- SET PROBLEM -
Rewrite the part of the records that opens with the line containing "Target: sky" and closes with the line containing "[[[0,0],[0,59],[231,41],[320,25],[319,0]]]", replacing "top-left corner" with "upper-left corner" and leaving everything else unchanged.

---------- EXTRACTED DATA

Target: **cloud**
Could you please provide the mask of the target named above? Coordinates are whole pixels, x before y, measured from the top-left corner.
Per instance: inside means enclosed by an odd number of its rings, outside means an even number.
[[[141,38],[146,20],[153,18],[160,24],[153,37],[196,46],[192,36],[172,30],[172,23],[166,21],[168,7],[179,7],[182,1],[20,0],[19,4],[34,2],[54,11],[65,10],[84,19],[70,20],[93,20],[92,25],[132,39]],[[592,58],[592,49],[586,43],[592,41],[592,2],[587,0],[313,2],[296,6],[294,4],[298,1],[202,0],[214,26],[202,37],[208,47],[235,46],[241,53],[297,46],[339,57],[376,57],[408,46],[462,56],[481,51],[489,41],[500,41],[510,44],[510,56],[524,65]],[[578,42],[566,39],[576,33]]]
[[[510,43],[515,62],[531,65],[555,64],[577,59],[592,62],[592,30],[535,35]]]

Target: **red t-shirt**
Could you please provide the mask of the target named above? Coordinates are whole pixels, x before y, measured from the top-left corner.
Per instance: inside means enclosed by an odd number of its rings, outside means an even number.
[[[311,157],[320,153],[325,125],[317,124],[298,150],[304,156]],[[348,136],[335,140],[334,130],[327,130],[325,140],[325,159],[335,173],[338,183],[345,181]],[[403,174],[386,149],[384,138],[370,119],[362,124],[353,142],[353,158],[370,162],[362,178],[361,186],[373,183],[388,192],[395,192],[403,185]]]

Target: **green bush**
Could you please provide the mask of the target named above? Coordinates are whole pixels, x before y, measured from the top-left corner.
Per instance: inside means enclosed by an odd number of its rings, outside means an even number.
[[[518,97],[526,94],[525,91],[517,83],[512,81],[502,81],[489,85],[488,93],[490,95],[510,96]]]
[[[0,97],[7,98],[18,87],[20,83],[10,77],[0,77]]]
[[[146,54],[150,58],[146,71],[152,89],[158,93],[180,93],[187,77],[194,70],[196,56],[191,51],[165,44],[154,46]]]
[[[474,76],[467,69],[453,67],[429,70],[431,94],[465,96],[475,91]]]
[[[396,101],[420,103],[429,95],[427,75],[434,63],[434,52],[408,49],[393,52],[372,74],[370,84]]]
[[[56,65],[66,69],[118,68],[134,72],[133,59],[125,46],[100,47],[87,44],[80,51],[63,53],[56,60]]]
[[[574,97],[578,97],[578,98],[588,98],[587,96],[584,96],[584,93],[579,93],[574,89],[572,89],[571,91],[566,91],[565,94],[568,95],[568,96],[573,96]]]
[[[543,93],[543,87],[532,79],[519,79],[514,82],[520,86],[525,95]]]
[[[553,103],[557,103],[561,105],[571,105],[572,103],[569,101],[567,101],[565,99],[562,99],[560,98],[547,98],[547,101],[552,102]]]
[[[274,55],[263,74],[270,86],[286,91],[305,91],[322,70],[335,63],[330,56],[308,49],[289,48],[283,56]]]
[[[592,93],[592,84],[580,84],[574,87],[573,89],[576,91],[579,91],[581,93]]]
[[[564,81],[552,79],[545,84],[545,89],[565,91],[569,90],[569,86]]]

--------------------
---------- EXTRACTED DATA

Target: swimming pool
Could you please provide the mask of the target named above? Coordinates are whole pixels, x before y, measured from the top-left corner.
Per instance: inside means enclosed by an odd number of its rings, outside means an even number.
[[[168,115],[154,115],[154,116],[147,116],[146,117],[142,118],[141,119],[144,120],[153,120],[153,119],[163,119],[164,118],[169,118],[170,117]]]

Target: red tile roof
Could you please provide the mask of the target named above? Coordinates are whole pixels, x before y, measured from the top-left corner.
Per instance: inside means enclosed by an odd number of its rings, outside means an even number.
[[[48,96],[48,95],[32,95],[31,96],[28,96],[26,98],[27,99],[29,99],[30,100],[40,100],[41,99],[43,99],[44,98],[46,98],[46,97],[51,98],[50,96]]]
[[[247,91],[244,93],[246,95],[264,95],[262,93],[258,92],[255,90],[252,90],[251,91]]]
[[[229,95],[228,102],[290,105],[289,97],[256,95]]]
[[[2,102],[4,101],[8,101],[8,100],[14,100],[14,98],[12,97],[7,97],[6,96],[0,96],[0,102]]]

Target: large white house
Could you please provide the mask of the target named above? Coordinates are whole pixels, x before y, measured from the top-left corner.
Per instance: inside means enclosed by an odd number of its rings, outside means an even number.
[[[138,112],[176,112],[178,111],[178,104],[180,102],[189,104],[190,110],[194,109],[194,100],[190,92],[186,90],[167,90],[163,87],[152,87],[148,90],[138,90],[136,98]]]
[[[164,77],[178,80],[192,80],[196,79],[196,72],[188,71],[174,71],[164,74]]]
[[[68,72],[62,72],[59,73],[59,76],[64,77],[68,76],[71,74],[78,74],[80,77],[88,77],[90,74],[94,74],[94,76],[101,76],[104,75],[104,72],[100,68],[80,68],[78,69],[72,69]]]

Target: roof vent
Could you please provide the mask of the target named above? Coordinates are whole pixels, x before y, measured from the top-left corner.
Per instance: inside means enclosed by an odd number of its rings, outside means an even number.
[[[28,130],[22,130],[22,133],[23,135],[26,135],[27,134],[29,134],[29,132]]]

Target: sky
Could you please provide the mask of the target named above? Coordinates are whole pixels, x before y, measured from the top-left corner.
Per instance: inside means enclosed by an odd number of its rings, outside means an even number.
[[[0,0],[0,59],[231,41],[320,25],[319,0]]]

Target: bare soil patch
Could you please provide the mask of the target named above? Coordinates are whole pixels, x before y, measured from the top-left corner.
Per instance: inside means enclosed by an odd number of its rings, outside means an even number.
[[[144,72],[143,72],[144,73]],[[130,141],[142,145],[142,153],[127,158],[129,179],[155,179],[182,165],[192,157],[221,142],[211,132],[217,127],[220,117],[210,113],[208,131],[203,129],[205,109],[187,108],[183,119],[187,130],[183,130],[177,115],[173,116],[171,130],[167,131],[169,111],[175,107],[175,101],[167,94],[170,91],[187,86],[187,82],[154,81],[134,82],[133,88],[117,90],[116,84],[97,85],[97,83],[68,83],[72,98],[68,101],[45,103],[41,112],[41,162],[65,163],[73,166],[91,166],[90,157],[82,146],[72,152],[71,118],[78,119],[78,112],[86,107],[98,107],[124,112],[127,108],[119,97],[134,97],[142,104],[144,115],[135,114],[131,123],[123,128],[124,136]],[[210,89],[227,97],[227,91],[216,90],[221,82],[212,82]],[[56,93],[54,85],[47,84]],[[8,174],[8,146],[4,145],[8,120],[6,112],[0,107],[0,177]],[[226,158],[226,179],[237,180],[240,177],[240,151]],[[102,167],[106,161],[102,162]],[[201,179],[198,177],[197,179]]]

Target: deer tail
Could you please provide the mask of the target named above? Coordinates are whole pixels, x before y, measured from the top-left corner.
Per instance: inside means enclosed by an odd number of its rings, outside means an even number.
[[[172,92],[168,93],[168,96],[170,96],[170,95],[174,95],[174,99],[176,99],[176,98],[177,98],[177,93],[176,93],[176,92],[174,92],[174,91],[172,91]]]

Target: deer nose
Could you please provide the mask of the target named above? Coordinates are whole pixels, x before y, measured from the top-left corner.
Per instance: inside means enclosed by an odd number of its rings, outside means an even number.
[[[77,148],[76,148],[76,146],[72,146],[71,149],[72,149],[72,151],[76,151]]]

--------------------
---------- EXTRACTED DATA

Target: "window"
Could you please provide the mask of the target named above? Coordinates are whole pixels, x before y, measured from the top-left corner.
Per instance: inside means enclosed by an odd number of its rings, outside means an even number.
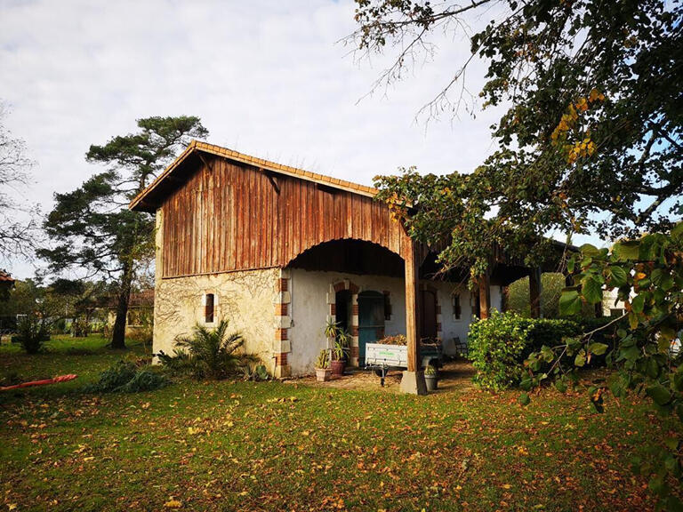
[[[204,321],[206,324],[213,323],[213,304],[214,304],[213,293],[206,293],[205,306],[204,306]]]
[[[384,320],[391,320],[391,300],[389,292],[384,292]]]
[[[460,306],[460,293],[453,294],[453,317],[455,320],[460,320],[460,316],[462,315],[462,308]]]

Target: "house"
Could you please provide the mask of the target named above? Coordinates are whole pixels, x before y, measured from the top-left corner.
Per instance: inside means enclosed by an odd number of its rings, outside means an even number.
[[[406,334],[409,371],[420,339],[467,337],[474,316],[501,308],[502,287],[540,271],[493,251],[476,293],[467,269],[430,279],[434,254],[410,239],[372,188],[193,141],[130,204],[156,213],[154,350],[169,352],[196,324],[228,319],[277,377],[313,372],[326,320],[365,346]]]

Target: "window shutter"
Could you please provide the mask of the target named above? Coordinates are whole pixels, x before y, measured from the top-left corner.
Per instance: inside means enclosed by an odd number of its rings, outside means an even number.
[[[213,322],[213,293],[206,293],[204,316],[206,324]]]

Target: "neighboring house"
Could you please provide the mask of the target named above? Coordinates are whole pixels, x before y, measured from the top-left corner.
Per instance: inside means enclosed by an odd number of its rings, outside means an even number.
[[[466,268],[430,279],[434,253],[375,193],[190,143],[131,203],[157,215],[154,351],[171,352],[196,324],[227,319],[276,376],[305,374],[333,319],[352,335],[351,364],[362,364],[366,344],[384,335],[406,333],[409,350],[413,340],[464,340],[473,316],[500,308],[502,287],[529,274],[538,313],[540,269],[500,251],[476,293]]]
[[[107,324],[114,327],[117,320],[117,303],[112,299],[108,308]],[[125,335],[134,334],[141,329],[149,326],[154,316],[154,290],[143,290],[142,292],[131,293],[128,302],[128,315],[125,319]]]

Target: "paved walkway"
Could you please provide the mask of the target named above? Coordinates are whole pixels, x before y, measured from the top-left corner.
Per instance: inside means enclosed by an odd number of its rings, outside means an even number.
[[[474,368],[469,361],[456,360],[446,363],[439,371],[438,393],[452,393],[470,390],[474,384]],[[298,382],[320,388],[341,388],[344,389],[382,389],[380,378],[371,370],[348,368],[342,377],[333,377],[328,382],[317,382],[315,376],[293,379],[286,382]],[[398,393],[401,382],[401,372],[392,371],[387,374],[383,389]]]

--------------------

- REPLY -
Target: sky
Could you please provide the mask of the target named above? Coordinates are whole pixels, x before y, measured from the upper-left corner.
Per instance: inside means enclosed by an odd number of its rings, outside means an even number.
[[[0,0],[0,59],[231,41],[320,25],[319,0]]]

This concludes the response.